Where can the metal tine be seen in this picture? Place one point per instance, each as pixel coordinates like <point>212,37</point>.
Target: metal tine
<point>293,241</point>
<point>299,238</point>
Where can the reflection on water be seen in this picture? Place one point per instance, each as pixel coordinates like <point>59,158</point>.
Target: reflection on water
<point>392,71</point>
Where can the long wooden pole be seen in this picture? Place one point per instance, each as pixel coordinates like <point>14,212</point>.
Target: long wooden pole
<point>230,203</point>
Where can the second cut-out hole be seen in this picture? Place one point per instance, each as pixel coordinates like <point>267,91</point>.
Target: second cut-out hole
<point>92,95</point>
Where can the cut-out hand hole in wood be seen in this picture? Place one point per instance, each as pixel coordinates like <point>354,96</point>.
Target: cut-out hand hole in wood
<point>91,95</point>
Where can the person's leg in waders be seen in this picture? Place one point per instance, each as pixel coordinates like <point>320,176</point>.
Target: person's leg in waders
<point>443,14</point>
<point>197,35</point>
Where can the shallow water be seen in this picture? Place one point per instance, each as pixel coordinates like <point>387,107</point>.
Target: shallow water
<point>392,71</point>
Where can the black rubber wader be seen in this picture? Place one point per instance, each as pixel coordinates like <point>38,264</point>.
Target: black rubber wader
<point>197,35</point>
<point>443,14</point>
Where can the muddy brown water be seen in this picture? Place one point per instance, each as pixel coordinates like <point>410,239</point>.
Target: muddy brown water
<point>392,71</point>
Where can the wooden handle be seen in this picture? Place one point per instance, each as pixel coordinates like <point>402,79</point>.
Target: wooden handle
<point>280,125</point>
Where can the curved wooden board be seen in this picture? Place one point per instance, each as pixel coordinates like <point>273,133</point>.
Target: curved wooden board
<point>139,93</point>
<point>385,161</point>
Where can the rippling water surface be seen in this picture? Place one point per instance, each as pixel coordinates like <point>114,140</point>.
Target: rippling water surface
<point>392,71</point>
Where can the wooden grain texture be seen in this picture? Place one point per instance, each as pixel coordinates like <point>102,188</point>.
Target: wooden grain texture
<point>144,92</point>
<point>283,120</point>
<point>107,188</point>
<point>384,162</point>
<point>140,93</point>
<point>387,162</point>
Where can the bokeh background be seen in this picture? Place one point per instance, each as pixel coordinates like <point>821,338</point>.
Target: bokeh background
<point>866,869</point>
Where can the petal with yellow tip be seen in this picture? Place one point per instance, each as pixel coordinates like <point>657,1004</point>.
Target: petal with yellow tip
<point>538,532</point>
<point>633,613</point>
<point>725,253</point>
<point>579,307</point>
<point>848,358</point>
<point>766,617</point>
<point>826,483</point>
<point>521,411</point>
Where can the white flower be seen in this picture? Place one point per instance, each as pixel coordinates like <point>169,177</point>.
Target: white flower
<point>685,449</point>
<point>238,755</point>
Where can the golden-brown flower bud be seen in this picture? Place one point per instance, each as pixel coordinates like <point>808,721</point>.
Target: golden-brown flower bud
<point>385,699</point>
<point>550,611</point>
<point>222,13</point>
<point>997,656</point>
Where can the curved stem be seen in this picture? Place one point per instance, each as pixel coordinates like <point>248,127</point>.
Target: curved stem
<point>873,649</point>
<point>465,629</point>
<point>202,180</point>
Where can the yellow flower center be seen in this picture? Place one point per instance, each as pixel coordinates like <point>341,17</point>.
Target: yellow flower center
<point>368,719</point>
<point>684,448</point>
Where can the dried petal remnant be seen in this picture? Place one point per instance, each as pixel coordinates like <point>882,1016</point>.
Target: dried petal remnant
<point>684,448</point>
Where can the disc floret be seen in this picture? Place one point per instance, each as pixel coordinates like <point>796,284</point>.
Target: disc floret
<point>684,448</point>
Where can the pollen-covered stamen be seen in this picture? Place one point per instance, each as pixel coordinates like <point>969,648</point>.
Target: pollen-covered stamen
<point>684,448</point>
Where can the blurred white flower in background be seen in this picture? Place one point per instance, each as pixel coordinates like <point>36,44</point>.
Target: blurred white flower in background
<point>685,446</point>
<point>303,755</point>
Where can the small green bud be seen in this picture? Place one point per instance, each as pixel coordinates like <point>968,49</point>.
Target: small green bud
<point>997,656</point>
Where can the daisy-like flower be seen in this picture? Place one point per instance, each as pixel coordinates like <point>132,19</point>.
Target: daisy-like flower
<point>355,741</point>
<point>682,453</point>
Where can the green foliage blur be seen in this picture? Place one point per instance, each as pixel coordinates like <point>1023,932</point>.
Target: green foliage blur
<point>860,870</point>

Written problem - Please copy out everything from the line containing "Where can the black" down to the line containing "<point>280,125</point>", both included, reproducing those lines character for character.

Answer for this exercise -
Where can the black rubber wader be seen in this picture? Place one point per instance, each as pixel coordinates like <point>38,264</point>.
Target: black rubber wader
<point>197,35</point>
<point>443,14</point>
Where can the muddy brown water be seen in this picture? Place one point per instance, each as pixel coordinates like <point>410,239</point>.
Target: muddy brown water
<point>392,71</point>
Where can the wooden handle be seen in this picture? Place one point per instance, each as pixel coordinates like <point>402,79</point>.
Target: wooden handle
<point>280,125</point>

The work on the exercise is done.